Entries on locating named items
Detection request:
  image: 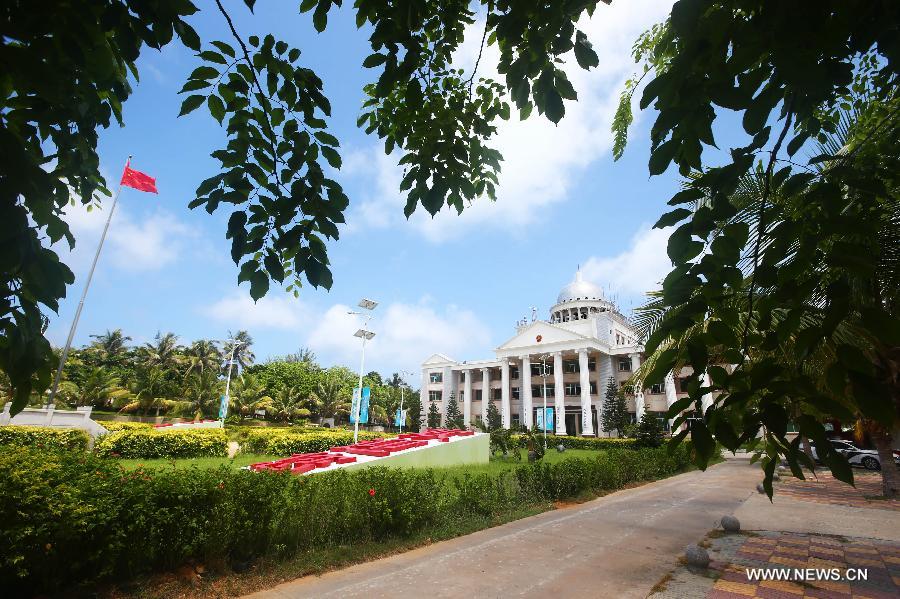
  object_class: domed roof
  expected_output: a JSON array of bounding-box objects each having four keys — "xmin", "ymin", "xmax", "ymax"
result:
[{"xmin": 556, "ymin": 270, "xmax": 603, "ymax": 304}]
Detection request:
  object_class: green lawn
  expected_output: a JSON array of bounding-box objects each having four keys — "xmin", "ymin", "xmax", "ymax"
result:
[{"xmin": 119, "ymin": 449, "xmax": 597, "ymax": 476}]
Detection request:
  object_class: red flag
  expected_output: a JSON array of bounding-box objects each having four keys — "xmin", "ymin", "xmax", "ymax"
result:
[{"xmin": 121, "ymin": 160, "xmax": 159, "ymax": 194}]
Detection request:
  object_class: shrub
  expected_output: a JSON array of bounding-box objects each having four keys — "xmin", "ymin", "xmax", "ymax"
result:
[
  {"xmin": 512, "ymin": 432, "xmax": 637, "ymax": 449},
  {"xmin": 97, "ymin": 420, "xmax": 153, "ymax": 432},
  {"xmin": 0, "ymin": 425, "xmax": 88, "ymax": 451},
  {"xmin": 0, "ymin": 442, "xmax": 690, "ymax": 596},
  {"xmin": 241, "ymin": 429, "xmax": 393, "ymax": 456},
  {"xmin": 94, "ymin": 429, "xmax": 228, "ymax": 459}
]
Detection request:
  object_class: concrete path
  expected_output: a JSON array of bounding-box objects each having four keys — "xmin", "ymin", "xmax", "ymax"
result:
[{"xmin": 243, "ymin": 459, "xmax": 760, "ymax": 599}]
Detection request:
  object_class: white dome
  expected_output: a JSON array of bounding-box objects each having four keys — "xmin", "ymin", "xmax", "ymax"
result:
[{"xmin": 556, "ymin": 270, "xmax": 603, "ymax": 304}]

■ **Work to be completed**:
Please put every line of the records above into a JSON list of strings, one string per line, leaving out the pictures and any blank lines.

■ **Response below**:
[
  "Detection request:",
  "  image: ",
  "  object_class: domed roof",
  "  expected_output: a JSON array of bounding-box objects each having four keys — \"xmin\", \"ymin\", \"xmax\", \"ymax\"",
  "result:",
  "[{\"xmin\": 556, \"ymin\": 270, \"xmax\": 603, \"ymax\": 304}]",
  "Detection request:",
  "  object_class: green lawn",
  "  expected_output: a JSON array of bounding-box objects each having four keys — \"xmin\", \"ymin\", \"xmax\", \"ymax\"",
  "result:",
  "[{\"xmin\": 119, \"ymin\": 449, \"xmax\": 597, \"ymax\": 476}]",
  "Detection request:",
  "  object_class: red flag",
  "  expected_output: a JSON array of bounding-box objects each having four keys — \"xmin\", \"ymin\", \"xmax\", \"ymax\"",
  "result:",
  "[{\"xmin\": 121, \"ymin\": 160, \"xmax\": 159, \"ymax\": 194}]",
  "Detection request:",
  "  object_class: shrub",
  "  expected_output: a JSON array of bounding-box objects each having four keys — \"xmin\", \"ymin\", \"xmax\", \"ymax\"",
  "result:",
  "[",
  "  {\"xmin\": 512, \"ymin\": 432, \"xmax\": 637, \"ymax\": 449},",
  "  {\"xmin\": 97, \"ymin\": 420, \"xmax\": 153, \"ymax\": 432},",
  "  {\"xmin\": 0, \"ymin\": 425, \"xmax\": 88, \"ymax\": 451},",
  "  {\"xmin\": 0, \"ymin\": 442, \"xmax\": 690, \"ymax\": 596},",
  "  {\"xmin\": 241, \"ymin\": 429, \"xmax\": 393, \"ymax\": 456},",
  "  {\"xmin\": 94, \"ymin\": 429, \"xmax\": 228, \"ymax\": 459}",
  "]",
  "Detection request:",
  "  object_class: concrete path",
  "  expected_output: a JSON array of bounding-box objects each having four keys — \"xmin\", \"ymin\", \"xmax\", \"ymax\"",
  "result:",
  "[{\"xmin\": 243, \"ymin\": 459, \"xmax\": 760, \"ymax\": 599}]",
  "Detection request:",
  "  object_class: white dome",
  "  expected_output: a JSON array of bounding-box objects each having four keys — \"xmin\", \"ymin\", \"xmax\", \"ymax\"",
  "result:",
  "[{\"xmin\": 556, \"ymin\": 270, \"xmax\": 603, \"ymax\": 304}]"
]